Update the records so that "rusty gate door" reads "wrought-iron gate" and nothing else changes.

- - -

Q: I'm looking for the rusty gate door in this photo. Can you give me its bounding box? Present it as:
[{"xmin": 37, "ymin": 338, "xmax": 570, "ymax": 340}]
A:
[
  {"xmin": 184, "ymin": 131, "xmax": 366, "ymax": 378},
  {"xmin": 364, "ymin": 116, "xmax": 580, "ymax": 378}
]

- - -

**Task output:**
Q: I'm looking for the wrought-iron gate in this photo. Can you give me its bounding box? Present it as:
[{"xmin": 37, "ymin": 338, "xmax": 570, "ymax": 340}]
A:
[
  {"xmin": 184, "ymin": 131, "xmax": 366, "ymax": 378},
  {"xmin": 364, "ymin": 116, "xmax": 580, "ymax": 378}
]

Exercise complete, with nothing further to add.